[[ Dataset records, beginning ]]
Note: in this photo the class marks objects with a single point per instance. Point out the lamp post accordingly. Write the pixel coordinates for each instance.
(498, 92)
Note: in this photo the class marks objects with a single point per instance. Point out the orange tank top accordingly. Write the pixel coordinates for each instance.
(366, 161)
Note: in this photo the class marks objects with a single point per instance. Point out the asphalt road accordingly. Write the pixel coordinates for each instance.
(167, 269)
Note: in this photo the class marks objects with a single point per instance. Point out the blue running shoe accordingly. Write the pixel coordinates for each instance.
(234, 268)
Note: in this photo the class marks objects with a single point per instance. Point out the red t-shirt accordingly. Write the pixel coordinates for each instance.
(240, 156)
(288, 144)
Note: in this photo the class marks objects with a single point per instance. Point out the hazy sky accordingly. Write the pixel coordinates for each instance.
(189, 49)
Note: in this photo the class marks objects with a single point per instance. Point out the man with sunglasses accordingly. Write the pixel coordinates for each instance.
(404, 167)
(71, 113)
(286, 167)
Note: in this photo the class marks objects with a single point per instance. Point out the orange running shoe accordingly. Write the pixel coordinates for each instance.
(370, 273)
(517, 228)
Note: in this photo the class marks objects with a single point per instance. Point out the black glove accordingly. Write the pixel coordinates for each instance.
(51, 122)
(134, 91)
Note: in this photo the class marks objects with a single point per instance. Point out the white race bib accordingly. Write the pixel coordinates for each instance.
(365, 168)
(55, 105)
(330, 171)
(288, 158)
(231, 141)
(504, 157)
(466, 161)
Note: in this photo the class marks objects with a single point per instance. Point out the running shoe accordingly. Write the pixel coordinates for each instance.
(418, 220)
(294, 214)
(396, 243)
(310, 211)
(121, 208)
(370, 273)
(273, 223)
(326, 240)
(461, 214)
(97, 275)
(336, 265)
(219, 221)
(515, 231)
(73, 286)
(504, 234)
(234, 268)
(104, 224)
[[ Dataset records, end ]]
In the entries, the line containing "out the blue" and every line after it through the last are to be duplicated exactly, and no other line is to be included.

Note: in this photo the class marks objects with a single point per instance. Point out the blue running shoe accordingly. Write the pixel coordinates for each instance.
(234, 268)
Note: in this photo the class marks objects with a single point per instance. Point out the red t-shirt accordingly. Write the pixel coordinates for each instance.
(240, 156)
(288, 144)
Note: in this photo the class marks objects with a single point per instance. Point out the hazy sky accordingly. Write the pixel coordinates for each instance.
(189, 49)
Note: in this photo the class marks objects with a single point per instance. Point out the man with sunglasses accordingly. Write the pixel coordinates for each instance.
(404, 167)
(71, 113)
(286, 167)
Note: in this photo the class marks objects with a single point per instance. Point out the orange running shoe accordingly. Write the pixel coordinates for each instance.
(370, 273)
(517, 228)
Note: in this photo the class marks objects with a single point per instance. Point out the black glove accordingly. Write the pixel coordinates for each instance.
(51, 122)
(134, 91)
Note: in this photo the class marks objects with a single point per instance. Point out the white race bib accordingly. Write the pixel coordinates for each instance.
(365, 168)
(55, 105)
(330, 171)
(288, 158)
(231, 141)
(504, 157)
(466, 161)
Note: in this photo the class marks objects with a single point per instance. Point out the running shoe accordingly. Write the pixel coordinates for each instance.
(418, 220)
(294, 214)
(396, 243)
(310, 211)
(121, 208)
(370, 273)
(273, 223)
(326, 240)
(461, 214)
(97, 275)
(336, 265)
(219, 221)
(515, 231)
(73, 286)
(504, 234)
(234, 268)
(104, 224)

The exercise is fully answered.